▶ [WORK TO BE COMPLETED]: Output all of the data below without changing a word, and exclude the pictures.

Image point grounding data
++++++++++
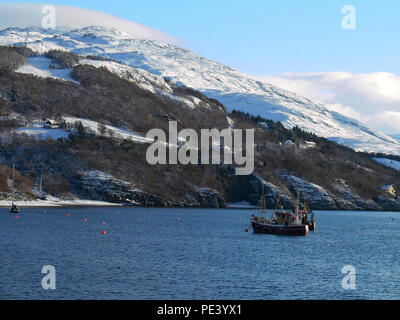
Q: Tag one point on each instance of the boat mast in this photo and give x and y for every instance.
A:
(13, 189)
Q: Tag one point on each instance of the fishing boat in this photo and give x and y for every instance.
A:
(281, 222)
(14, 208)
(308, 217)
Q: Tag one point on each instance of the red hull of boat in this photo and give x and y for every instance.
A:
(290, 230)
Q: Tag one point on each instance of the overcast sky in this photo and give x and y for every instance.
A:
(299, 45)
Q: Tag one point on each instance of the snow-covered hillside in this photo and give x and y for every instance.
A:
(388, 163)
(234, 89)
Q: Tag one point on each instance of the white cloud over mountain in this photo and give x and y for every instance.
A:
(30, 15)
(372, 98)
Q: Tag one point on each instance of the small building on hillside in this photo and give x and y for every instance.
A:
(289, 143)
(51, 124)
(307, 145)
(389, 189)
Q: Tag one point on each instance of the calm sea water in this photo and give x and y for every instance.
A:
(194, 254)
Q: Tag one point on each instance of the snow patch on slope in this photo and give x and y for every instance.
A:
(118, 133)
(40, 67)
(388, 163)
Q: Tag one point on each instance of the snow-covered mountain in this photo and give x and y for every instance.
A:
++++++++++
▶ [RESULT OF THIS EXERCISE]:
Q: Tag one point on each instance of the boat mast in this photo and give x and y for every instance.
A:
(13, 189)
Q: Tag one point on each instance of the fishing boat in this photo and give x and y for every instance.
A:
(281, 222)
(14, 208)
(308, 217)
Q: Tag one point on each instance of the red hull of boat in this photo and give x and y for every instance.
A:
(290, 230)
Q: Tag one point on each instance of the overcast sky in this photo and give x and y for every instance.
A:
(299, 45)
Q: Tag one point on each instance of the snow-covered hillside in this photo and give x and y for every instance.
A:
(388, 163)
(234, 89)
Q: Tag one point on each instance of the white cloud over mountain in this photo and give x and y for every instance.
A:
(30, 15)
(372, 98)
Q: Tag one point on each instance of the small building on hillside in this photo and give x and y for every instance.
A:
(289, 143)
(51, 124)
(307, 145)
(389, 189)
Q: Tag one point on each instance of the calm sea water in this photo and give x and y for every instance.
A:
(194, 254)
Q: Tag one point on each instance of the snow patch on slope in this photo and give x and y for every instance.
A:
(118, 133)
(40, 67)
(388, 163)
Q: Tag one point on each instance of the snow-covered mountain in this photo and give x and y for every instance.
A:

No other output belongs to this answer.